Directions for this task:
Transcribe the lines below verbatim, skipping the images.

[Point localization data]
============

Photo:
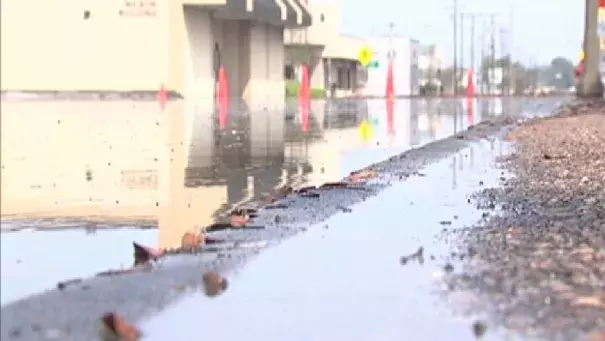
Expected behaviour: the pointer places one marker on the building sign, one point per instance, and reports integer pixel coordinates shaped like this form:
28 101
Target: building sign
138 8
139 179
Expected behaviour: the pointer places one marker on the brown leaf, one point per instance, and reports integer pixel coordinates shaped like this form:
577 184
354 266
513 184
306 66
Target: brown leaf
144 254
238 220
191 240
115 327
214 283
339 184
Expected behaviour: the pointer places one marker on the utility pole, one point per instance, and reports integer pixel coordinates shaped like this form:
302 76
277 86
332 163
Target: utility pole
591 80
473 42
462 17
492 51
503 55
511 69
455 71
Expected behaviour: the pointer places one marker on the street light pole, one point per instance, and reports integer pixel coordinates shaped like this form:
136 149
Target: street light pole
455 71
591 80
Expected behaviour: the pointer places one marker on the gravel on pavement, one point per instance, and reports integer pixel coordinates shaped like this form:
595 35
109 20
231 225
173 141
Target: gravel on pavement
537 264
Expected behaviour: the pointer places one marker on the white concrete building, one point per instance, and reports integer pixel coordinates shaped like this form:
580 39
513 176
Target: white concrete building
332 57
138 45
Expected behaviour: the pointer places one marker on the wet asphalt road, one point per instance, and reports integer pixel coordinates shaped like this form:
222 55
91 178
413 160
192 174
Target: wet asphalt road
181 274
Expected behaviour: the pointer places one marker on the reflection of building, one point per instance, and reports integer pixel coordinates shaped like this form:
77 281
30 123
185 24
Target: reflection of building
333 57
431 63
82 159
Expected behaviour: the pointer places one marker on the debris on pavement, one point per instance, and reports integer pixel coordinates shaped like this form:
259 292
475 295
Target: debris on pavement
214 283
540 263
418 255
191 240
64 284
479 329
116 328
144 254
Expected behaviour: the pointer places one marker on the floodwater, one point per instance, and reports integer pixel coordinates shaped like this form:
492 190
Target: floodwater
343 279
107 165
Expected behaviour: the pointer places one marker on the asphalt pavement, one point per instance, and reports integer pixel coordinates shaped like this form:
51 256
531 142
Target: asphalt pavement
358 259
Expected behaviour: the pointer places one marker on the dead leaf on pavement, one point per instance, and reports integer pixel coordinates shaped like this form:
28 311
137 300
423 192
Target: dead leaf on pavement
144 254
115 327
191 240
363 175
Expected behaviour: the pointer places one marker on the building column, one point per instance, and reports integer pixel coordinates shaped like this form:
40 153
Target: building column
317 72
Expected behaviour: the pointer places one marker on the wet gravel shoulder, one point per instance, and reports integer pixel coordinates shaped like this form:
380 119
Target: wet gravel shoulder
72 312
537 264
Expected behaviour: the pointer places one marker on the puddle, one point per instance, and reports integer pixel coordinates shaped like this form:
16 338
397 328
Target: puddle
33 262
180 170
343 279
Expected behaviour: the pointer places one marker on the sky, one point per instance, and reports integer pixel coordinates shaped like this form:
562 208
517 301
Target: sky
541 29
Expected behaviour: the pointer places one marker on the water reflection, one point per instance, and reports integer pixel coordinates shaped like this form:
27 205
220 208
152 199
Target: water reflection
186 167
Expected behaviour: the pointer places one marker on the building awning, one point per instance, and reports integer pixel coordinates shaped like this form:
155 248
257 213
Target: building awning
274 12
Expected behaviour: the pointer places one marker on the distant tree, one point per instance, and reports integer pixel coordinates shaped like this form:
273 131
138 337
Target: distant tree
560 73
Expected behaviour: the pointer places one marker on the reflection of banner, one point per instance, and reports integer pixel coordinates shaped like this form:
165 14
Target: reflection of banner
601 24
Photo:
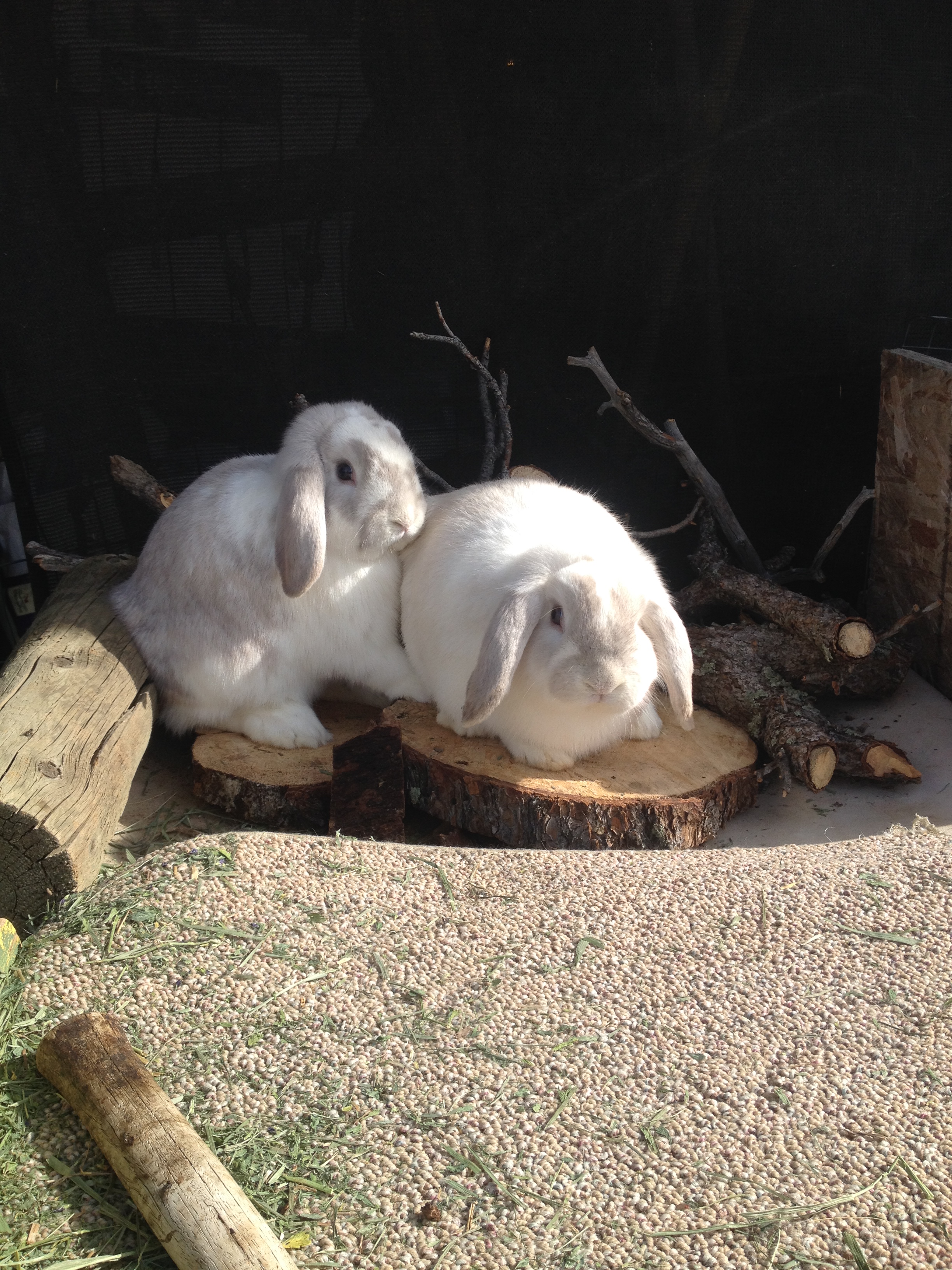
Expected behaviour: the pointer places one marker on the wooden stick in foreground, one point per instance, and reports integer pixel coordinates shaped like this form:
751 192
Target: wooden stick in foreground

============

Answer box:
Photo:
Expected behaviour: the pointer places one marker on the building sign, one point per instance, and reports integer pixel coordinates shaped like this form:
28 101
Target: building sign
138 8
139 179
Expected behaviour: the pointer places one marker on the brown leaf, one point per instance, and reports integer pixel coordinates shaped like this form:
577 184
354 266
513 184
306 66
Target: brown leaf
144 254
238 220
191 240
115 327
214 283
339 184
Expected behaviour: the pointer places one marker on the utility pole, one point per instance, and reports integer pixel coordinates shaped like this form:
302 76
277 86
332 163
Target: utility pole
591 80
473 42
462 17
492 51
503 55
511 69
455 71
Expected behaviour: the pointer places one marker on the street light pole, one point per instance, and reports integer pixel coordinates shaped like this form:
136 149
Target: street light pole
455 71
591 80
Expected behaviour: the pointer places one marker on the gravel on pavement, one point per instance, and reports integer pixel coordinates shaped like this form:
595 35
109 20
231 225
173 141
Target: gravel on pavement
537 264
Expected behaviour: the pointer places one marker on the white concrete building, one point per instance, and reports integer pixel coordinates shaped like this form:
580 39
513 176
Target: white concrete building
332 57
138 45
Expected behaviour: the pointer places one marker on the wet asphalt road, one point per instance, and reports integer pixel coordinates shaped like this form:
222 55
91 178
413 160
192 174
Target: wet asphalt road
181 274
Expected behaviour: the pointer places one marker on the reflection of building, one point per instance, and reports integer pixel coordinates shaped like this form:
77 281
30 123
185 24
Target: reflection of building
333 57
431 63
82 159
Expected behaviour: the pointer places one marker on the debris on pavement, one point per instance, and reports integer pixel coordinates shaped like this form:
259 292
475 295
Target: debris on pavement
214 283
540 263
418 255
191 240
64 284
479 329
116 328
144 254
Expected behaviour: the pointer places one marker on the floodwater, one point per instance, and reports integer pixel coordinates shaped like this form:
492 190
Target: floodwater
343 279
107 165
Expected behaviour: the pointer places one marker on the asphalt pavement, one point per instance, and reports integer pixel coordinates shaped like this form:
51 256
531 142
Target: asphalt pavement
358 259
Expected behaviour: the pointer places one marker on the dead leaf on pavement, one point per instance, and reports integer pixel coordinates shaped like this form:
28 311
137 300
423 192
Target: dead leaf on pavement
144 254
115 327
191 240
363 175
Expected behaviour: the pointer places one marker on the building column, one point per instance, and reports integer pixel coordinates shaped like this form:
40 153
Target: building column
317 72
Expected behaviour: the pointer places one marker on the wet gravel shoulder, one point per instance, and reports integer pixel coordinates shaped like this form:
380 119
Target: wet gravel shoulder
72 312
537 264
Expected behaviour: the pointer places one marker on the puddle, one point per instance, and reports integer pixel coordinates shaped like this form:
16 338
397 328
Target: puddle
33 262
180 170
343 279
Expected behaviour: the pointer places one marker on the sky, one point per instance, and reports integer pixel coordinates shaped like this form:
562 208
517 301
Target: sky
541 29
Expected behaviour: the pointer places one marker on the water reflection, one point per instance, and reports integer pixel coordinates shaped like this form:
27 205
220 208
152 199
Target: water reflection
186 167
Expected behaviour: the pointer places one marker on the building awning, one point per instance, and reports integer pixel coordinates shaped like this form:
155 248
257 213
Target: building awning
274 12
Expected behaviour: the pointer places one marker on the distant tree, one point per instance, and reports integer pixel coordinates shaped like this form:
273 131
138 337
Target: distant tree
560 73
Expected behaviour: the pointer places one marker on the reflection of banner, one point per instance, and reports integer pixel coordinates shaped like this form:
165 14
Target: reflection of banner
601 24
Photo:
Expected behaviour: the pointer places one marker on the wooden stick in foreground, one point per instance, and reports integer pixel coordinates shaped like this form:
751 192
Target: wooden stick in foreground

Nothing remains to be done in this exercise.